In the entries below, starting with the line containing "Mark a point on each instance of the balcony" and going on through the end of the entries, swap "high-rise building" for "tower" and give those lines again with nothing else changed.

§ **Listing**:
* START *

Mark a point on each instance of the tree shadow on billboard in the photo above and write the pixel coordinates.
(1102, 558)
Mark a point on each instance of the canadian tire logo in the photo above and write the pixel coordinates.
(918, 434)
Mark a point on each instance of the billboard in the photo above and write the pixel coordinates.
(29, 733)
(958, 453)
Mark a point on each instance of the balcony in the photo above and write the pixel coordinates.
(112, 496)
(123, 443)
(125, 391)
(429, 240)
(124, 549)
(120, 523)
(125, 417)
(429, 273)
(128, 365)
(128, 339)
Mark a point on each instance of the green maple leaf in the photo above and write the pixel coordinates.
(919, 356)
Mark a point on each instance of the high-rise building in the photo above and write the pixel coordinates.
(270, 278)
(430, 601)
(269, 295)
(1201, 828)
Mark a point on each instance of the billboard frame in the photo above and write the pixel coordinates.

* END *

§ **Response**:
Mark a point on each instance of the balcony in the photo above and write the pixel coordinates.
(112, 496)
(123, 443)
(125, 391)
(429, 240)
(124, 549)
(120, 523)
(125, 417)
(429, 273)
(128, 365)
(128, 339)
Mark a point on each instance of the green maple leaf in the photo above and write the pixel coordinates.
(919, 356)
Mark a point on each instance of the tower in the photo above and write the pixel coordinates.
(270, 278)
(430, 601)
(269, 295)
(1201, 828)
Mark a point on each instance of the billboard frame in the photo above and write the pixel coordinates.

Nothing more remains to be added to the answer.